Contents
Bayesian Sample Size: Why It's Different and When It Helps
How to plan sample sizes for Bayesian experiments. Learn why Bayesian sample sizing differs from frequentist, and when it gives you smaller or more flexible experiments.
Quick Hits
- •Bayesian experiments do not require a fixed sample size -- but you still need enough data for useful conclusions
- •Instead of power, think posterior precision: how narrow does your credible interval need to be?
- •Informative priors effectively add 'free' observations, reducing the data you need to collect
- •Simulation-based planning lets you estimate how many observations you need for a given posterior width
- •Bayesian stopping rules do not inflate error rates, unlike peeking in frequentist tests
TL;DR
Bayesian experiments do not require a fixed sample size determined by power analysis. Instead, you plan based on posterior precision: how many observations do you need for a credible interval narrow enough to make a decision? This guide covers simulation-based planning, the role of priors in sample size, and when Bayesian flexibility actually helps.
Why Bayesian Sample Size Is Different
Frequentist: Fixed Sample, Binary Outcome
Frequentist power analysis asks: "How many observations do I need to have an 80% chance of detecting a 2% effect at alpha = 0.05?"
This gives you a fixed number. You must collect exactly that many observations. Stopping early inflates your false positive rate. Stopping late wastes resources.
Bayesian: Flexible Sample, Continuous Monitoring
Bayesian planning asks: "How many observations do I need for my posterior to be precise enough to make a confident decision?"
There is no single magic number. You can check the posterior at any time. The posterior is always valid -- it just gets more precise as you collect more data.
import numpy as np
from scipy import stats
def posterior_width_by_sample_size(true_rate=0.12, effect=0.02,
sample_sizes=[100, 250, 500, 1000, 2500, 5000],
prior_a=1, prior_b=1, n_simulations=500):
"""
Simulate posterior width as a function of sample size.
"""
print(f"True control rate: {true_rate:.1%}")

*****

- SHORT TASK 1 -
In the Bayesian sample size page, why must a frequentist test stop at exactly the planned number of observations?

*****

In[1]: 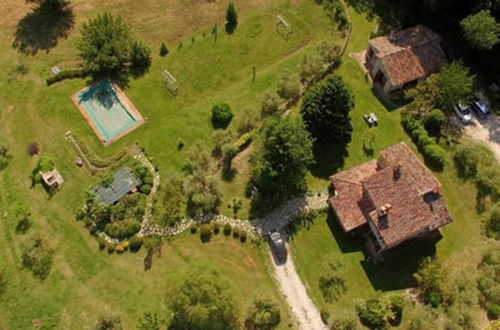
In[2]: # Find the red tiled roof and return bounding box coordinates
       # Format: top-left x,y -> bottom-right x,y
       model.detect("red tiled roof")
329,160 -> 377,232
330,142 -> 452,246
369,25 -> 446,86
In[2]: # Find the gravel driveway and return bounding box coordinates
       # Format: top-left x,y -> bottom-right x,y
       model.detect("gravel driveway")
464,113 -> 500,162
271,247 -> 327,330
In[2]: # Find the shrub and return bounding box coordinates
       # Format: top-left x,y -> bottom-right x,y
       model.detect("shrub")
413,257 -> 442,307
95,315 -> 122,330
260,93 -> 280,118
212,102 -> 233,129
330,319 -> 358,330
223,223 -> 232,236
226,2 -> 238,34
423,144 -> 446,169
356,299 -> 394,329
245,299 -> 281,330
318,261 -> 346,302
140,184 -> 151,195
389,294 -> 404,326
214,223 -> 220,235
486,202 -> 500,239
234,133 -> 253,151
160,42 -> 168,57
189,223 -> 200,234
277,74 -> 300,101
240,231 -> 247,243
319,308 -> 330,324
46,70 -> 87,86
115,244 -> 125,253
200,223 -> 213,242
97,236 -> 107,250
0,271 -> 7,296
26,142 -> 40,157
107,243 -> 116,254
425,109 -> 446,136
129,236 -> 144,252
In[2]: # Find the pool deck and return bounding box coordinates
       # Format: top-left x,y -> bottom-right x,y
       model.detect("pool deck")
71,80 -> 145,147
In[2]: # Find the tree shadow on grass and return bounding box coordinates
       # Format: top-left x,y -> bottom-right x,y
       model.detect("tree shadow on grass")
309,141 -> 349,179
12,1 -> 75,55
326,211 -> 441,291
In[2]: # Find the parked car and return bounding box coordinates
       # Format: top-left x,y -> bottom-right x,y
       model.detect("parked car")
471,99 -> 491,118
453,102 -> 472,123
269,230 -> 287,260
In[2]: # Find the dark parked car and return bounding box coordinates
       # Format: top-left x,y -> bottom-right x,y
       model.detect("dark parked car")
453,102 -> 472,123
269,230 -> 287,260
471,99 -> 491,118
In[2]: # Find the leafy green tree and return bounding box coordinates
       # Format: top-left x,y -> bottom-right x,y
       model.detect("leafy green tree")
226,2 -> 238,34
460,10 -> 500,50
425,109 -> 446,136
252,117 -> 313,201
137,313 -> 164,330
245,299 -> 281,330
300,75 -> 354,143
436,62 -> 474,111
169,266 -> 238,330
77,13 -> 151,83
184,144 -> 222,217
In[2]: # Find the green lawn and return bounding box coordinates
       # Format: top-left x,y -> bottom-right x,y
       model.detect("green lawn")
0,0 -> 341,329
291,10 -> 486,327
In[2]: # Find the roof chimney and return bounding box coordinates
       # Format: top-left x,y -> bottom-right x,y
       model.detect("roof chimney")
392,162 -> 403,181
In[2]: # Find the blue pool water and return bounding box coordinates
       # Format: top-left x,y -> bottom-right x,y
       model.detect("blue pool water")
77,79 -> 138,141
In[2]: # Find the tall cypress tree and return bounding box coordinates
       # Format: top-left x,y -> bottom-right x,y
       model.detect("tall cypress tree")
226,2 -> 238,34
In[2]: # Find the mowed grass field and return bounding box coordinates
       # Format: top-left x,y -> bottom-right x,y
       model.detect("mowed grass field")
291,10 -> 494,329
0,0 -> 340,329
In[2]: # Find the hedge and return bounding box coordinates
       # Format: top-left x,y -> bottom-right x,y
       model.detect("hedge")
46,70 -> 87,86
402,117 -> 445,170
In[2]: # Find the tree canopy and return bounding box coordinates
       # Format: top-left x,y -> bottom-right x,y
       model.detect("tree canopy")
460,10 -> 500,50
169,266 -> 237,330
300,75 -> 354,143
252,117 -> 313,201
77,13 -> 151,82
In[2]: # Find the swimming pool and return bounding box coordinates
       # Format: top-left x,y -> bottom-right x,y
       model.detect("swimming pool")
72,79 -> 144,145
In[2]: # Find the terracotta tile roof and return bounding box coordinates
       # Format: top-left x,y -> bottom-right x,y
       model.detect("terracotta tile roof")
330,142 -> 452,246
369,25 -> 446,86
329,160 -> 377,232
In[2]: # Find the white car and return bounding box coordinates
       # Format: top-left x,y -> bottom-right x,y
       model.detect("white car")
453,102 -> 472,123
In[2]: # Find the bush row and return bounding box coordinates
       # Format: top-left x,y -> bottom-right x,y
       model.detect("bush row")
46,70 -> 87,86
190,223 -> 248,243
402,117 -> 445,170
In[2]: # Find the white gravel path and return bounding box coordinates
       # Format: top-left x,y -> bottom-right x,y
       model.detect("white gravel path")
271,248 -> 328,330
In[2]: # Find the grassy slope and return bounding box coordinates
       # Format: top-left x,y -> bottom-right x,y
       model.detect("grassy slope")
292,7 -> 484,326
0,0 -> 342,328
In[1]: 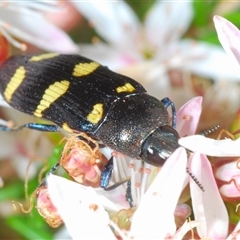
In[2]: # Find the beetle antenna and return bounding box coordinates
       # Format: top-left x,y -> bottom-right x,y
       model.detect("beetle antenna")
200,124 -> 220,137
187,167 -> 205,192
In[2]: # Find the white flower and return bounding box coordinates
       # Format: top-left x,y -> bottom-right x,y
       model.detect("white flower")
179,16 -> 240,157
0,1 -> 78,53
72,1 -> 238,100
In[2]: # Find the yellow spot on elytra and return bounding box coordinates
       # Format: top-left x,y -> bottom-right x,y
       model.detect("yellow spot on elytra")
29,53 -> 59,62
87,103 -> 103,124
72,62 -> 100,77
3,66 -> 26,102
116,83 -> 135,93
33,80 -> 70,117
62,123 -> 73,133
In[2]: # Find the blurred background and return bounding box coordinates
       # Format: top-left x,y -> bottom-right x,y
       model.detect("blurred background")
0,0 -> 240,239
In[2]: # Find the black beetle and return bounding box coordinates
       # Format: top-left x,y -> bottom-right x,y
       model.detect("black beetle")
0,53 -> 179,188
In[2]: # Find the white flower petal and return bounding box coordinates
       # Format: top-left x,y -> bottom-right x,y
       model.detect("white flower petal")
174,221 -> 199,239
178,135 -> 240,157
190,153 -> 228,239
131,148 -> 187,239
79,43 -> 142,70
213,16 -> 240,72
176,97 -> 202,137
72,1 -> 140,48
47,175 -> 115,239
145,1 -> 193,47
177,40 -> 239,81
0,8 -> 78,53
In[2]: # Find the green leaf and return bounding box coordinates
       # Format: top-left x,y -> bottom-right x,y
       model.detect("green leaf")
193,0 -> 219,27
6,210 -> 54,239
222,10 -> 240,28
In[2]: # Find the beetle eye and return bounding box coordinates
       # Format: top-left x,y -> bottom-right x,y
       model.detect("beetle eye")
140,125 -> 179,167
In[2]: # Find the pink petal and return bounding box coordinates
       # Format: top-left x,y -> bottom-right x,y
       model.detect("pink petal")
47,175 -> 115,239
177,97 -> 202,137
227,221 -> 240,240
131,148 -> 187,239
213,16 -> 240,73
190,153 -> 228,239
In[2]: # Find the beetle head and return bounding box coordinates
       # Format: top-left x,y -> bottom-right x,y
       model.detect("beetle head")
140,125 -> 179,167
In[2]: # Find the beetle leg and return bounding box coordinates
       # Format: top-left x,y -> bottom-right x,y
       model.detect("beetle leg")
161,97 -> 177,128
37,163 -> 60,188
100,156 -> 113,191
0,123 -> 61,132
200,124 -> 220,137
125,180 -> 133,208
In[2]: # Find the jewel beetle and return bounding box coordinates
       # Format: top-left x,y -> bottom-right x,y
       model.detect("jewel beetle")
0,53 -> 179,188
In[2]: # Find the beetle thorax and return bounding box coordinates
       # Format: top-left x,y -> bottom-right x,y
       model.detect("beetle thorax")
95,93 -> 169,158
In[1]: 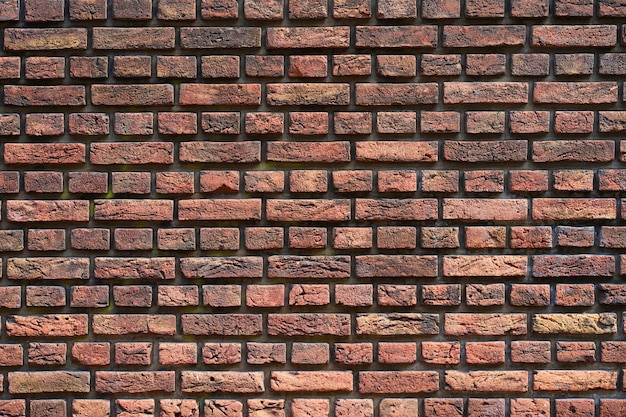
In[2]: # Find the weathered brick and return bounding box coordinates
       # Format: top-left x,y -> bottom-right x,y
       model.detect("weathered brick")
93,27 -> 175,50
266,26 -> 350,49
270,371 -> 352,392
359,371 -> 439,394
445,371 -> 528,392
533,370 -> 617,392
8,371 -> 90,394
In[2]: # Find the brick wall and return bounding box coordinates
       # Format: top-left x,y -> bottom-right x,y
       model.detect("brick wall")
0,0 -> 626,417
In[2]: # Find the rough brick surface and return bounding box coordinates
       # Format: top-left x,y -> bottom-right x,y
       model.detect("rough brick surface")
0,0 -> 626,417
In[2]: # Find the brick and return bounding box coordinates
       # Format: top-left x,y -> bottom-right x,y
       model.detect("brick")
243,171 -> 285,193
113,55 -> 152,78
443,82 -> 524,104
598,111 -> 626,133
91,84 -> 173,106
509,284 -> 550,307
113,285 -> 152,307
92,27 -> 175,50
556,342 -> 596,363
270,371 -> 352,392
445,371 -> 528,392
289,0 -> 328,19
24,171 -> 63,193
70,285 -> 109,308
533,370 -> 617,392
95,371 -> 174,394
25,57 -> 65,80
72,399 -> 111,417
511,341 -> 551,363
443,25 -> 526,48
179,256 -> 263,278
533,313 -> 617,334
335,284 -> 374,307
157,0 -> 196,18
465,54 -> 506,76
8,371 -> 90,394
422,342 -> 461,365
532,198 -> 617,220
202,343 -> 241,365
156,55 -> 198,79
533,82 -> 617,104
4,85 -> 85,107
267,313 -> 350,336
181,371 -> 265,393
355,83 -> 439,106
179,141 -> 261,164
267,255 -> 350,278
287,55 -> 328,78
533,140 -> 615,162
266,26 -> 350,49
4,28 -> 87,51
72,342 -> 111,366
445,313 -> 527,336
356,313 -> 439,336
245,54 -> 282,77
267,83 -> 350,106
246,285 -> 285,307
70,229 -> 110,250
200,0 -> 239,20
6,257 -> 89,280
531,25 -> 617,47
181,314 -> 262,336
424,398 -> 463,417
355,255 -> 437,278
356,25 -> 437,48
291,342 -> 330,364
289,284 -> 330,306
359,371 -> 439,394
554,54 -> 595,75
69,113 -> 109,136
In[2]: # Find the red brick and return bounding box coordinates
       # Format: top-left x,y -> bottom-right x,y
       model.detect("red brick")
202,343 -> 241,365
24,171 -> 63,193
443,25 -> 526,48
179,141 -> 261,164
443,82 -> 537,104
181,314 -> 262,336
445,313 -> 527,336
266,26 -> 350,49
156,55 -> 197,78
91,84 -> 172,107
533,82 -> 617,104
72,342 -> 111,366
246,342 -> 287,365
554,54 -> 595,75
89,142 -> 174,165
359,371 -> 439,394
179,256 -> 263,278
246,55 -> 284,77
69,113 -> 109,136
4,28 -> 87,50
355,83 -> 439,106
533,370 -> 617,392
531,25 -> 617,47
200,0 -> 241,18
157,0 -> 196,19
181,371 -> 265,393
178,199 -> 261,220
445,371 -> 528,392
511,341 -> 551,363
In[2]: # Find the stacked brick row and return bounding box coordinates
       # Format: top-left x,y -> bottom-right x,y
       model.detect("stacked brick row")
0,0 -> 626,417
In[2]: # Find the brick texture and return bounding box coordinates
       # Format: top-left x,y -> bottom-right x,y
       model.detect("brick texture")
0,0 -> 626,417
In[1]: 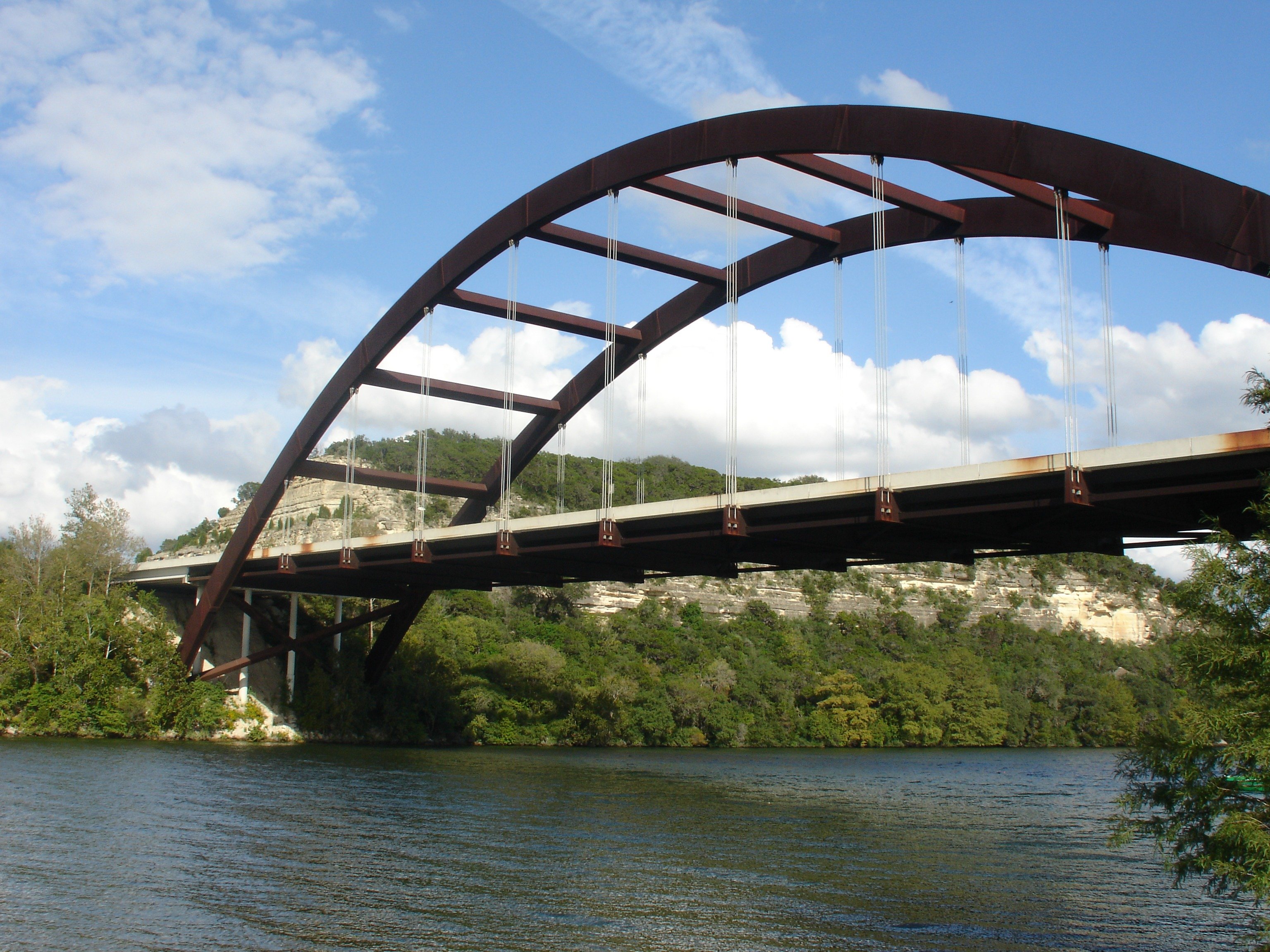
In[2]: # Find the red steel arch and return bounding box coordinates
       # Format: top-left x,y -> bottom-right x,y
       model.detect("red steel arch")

*****

- SHORT TASK 2 -
Format the part of the entries that opens with the line containing "In[2]: # Find the green leaf" and closes with the line containing "222,10 -> 240,28" as a numbered list, one line per item.

- PROBLEM SOLUTION 1 -
Stopping early inflates the false positive rate, and stopping late wastes resources.

- PROBLEM SOLUTION 2 -
1. In[2]: # Find the green leaf and return bounding box coordinates
2.        # Format: top-left x,y -> bottom-right x,y
3.        model.detect("green leaf")
4. 193,0 -> 219,27
5. 6,210 -> 54,239
6. 222,10 -> 240,28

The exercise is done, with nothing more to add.